## BEGIN RECORDS FOR THE TASK
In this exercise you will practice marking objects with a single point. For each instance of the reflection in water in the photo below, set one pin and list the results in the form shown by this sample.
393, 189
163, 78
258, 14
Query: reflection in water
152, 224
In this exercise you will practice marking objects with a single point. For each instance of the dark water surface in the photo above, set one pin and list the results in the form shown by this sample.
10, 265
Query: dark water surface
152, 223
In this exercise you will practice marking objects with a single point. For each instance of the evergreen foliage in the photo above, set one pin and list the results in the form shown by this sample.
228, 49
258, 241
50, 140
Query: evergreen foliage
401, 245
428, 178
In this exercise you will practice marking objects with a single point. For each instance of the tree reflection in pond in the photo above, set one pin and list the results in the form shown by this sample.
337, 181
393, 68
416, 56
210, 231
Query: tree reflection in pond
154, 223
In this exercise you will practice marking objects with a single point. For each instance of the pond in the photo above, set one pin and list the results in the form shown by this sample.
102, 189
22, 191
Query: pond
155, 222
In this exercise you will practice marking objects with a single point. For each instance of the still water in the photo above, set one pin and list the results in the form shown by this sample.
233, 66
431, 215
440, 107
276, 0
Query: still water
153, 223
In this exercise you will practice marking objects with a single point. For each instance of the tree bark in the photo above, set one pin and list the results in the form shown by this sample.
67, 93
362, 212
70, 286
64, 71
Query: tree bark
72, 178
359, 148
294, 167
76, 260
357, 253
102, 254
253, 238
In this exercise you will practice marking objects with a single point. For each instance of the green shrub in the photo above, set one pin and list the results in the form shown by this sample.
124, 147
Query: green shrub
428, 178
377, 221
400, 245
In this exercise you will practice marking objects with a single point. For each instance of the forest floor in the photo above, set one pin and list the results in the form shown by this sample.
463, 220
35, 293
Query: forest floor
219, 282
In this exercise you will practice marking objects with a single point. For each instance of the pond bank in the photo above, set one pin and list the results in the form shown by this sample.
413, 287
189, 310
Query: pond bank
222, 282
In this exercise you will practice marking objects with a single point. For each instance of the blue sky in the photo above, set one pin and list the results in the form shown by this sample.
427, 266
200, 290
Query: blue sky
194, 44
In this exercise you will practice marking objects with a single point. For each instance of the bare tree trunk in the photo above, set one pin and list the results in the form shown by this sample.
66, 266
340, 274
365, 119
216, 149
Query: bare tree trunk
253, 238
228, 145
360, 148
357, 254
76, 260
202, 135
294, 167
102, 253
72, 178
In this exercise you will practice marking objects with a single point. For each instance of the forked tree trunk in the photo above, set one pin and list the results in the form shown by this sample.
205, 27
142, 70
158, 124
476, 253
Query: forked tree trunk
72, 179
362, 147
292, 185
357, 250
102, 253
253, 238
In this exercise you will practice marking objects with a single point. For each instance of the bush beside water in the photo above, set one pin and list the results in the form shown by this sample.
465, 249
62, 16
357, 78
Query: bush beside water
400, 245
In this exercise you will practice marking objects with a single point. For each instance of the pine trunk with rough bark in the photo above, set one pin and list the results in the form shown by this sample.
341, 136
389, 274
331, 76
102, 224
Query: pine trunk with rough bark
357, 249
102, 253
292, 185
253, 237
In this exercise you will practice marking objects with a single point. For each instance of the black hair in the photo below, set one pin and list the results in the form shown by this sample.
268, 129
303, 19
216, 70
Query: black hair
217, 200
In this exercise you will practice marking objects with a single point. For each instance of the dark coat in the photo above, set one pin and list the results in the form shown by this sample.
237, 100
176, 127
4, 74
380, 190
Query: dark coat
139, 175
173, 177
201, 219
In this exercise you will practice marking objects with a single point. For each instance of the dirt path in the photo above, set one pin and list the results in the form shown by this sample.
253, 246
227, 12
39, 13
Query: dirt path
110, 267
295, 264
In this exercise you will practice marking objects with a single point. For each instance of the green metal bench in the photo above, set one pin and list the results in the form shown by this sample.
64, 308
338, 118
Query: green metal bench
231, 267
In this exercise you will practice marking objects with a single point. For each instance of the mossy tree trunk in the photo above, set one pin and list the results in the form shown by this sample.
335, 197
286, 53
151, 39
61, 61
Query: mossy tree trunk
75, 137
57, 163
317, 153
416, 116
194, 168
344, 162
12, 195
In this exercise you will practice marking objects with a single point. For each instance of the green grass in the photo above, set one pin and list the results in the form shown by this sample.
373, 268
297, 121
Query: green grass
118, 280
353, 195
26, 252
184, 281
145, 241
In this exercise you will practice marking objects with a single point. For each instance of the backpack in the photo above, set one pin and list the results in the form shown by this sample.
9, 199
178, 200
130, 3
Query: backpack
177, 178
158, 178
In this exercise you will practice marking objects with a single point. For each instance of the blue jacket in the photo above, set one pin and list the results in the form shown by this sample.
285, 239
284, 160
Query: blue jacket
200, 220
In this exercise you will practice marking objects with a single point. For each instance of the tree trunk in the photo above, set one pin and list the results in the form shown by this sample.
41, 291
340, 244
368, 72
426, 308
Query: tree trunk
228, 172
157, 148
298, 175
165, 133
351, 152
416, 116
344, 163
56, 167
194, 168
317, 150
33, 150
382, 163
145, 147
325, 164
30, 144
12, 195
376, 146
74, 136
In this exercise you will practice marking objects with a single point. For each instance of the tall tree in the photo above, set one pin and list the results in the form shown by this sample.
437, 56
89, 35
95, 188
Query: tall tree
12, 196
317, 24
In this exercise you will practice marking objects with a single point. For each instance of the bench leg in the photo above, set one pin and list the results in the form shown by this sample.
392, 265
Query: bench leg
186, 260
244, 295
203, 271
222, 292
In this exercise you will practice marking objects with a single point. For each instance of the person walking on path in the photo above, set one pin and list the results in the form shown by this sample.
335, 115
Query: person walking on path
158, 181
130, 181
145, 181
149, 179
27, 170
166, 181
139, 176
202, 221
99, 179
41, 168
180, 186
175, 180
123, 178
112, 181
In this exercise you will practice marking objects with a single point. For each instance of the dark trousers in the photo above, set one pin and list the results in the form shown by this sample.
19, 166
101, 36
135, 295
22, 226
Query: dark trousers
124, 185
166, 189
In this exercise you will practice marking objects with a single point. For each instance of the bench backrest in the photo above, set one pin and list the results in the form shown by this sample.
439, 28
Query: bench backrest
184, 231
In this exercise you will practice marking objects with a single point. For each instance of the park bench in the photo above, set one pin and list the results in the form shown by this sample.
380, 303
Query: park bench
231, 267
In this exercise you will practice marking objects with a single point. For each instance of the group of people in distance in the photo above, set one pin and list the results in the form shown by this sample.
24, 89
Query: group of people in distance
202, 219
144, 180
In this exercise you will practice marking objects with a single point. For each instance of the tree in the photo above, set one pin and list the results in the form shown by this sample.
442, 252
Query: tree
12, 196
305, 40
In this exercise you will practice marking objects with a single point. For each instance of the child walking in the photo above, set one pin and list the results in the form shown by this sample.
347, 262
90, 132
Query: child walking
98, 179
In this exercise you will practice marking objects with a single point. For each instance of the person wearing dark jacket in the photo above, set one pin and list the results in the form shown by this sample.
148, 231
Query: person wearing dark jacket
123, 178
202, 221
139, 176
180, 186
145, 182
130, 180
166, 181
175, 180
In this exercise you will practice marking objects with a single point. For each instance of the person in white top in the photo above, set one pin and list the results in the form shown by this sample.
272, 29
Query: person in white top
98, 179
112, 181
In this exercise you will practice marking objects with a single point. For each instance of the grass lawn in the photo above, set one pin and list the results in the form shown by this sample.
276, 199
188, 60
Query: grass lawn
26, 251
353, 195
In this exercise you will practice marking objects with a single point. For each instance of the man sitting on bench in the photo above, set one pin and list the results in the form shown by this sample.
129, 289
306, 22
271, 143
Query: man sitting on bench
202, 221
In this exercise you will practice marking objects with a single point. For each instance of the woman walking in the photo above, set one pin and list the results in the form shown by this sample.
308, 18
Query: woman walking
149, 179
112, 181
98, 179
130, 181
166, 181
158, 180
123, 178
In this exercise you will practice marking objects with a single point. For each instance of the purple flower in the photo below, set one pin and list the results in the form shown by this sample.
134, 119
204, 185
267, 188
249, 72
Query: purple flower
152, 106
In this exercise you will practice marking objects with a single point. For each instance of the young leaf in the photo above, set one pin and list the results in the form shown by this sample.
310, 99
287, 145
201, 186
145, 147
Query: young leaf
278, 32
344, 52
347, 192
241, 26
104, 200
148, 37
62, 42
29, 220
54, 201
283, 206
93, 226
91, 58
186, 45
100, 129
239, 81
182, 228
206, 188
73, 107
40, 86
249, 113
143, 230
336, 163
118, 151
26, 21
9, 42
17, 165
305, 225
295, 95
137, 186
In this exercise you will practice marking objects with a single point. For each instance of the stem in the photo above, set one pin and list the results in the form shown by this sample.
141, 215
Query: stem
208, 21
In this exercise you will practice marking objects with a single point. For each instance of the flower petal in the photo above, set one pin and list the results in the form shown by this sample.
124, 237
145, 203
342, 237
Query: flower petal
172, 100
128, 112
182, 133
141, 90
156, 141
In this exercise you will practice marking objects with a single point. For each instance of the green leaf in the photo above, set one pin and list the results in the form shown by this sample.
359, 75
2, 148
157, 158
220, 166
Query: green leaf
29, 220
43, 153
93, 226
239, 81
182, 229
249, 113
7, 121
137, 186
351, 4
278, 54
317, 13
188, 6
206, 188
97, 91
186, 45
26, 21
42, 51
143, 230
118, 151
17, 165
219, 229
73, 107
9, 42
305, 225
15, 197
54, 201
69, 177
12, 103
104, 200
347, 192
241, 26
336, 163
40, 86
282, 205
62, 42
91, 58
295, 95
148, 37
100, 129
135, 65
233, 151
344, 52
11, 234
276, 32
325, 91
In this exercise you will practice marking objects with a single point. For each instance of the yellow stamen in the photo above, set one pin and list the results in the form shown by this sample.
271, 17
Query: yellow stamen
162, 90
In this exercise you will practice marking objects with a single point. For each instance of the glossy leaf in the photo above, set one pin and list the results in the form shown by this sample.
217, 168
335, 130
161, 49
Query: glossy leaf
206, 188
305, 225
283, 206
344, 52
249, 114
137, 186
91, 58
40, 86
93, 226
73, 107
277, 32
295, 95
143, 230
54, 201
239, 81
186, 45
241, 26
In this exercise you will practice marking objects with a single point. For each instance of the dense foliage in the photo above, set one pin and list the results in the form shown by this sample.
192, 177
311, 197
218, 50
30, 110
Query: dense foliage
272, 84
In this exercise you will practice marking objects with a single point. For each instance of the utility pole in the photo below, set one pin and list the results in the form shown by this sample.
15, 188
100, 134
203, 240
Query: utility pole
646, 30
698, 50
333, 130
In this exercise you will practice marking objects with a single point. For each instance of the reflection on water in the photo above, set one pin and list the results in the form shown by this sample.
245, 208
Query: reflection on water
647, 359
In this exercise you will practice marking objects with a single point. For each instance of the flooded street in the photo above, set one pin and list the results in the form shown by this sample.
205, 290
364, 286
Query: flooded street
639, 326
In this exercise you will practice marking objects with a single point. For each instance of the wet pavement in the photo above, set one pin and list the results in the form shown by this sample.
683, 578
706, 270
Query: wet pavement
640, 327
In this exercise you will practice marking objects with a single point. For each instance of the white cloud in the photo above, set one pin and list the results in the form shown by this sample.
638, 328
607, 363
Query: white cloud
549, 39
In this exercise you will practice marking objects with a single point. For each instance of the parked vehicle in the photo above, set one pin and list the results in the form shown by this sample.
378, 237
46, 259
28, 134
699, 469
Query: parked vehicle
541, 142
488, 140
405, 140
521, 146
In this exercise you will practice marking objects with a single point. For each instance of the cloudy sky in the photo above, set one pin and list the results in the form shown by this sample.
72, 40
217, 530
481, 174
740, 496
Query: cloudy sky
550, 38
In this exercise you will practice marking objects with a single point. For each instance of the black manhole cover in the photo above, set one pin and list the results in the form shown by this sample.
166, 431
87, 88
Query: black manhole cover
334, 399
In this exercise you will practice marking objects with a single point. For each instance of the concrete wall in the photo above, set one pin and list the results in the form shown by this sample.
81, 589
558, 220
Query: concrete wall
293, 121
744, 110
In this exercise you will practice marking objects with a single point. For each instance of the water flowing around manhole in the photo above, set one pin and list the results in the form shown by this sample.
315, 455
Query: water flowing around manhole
## END RECORDS FOR THE TASK
GIVEN REQUEST –
From the line containing "the reflection on" down to the final line of the data, write out every line exactly; both the first and last of these belong in your answer, and nothing else does.

WORKED ANSWER –
In this exercise you will practice marking objects with a single point. For each instance of the reflection on water in the photo above, set one pin and list the results in the form shown by this sample.
245, 208
Query: reflection on water
647, 359
In this exercise you will practice marking objects with a single point. For each instance of the flooded street in the photo above, set one pin and list the results in the form shown by this sample.
205, 290
364, 286
Query: flooded street
639, 326
In this exercise you will practice marking objects with a single point. For each instance of the wet pavement in the photo above, set one pin and list the results in the form shown by this sample.
683, 578
706, 270
Query: wet pavement
640, 327
In this exercise you will practice marking objects with a single point. For each instance of the white cloud in the photo above, set one pin and list the results in the form shown by this sample.
638, 328
607, 363
Query: white cloud
549, 39
In this exercise you will practice marking objects with a single point. For each instance of the parked vehicle in the photo above, set one pin and list the results in the form shown by this sample.
378, 237
46, 259
28, 134
699, 469
Query: parked vehicle
541, 142
488, 140
405, 140
521, 146
In this exercise you will practice marking objects with a single point. For each instance of the cloudy sky in the photo above, set one pin and list the results in the form shown by this sample.
72, 40
217, 530
481, 174
740, 496
Query: cloudy sky
550, 38
In this exercise you will practice marking objects with a single point. For each instance of the black manhole cover in the photo above, set one pin and list the results in the form shown by this sample.
166, 431
87, 88
Query: black manhole cover
334, 399
In this exercise you will practice marking objects with a single point. For each instance of the concrete wall in the photo above, set one pin and list the results in the form shown by this sample.
81, 589
558, 220
Query: concrete wall
293, 121
744, 110
In this exercise you will practice marking objects with a single point. For each instance of the water flowing around manhole in the photo above, set one pin and list the results in the form shown by this sample.
315, 455
Query: water flowing around manhole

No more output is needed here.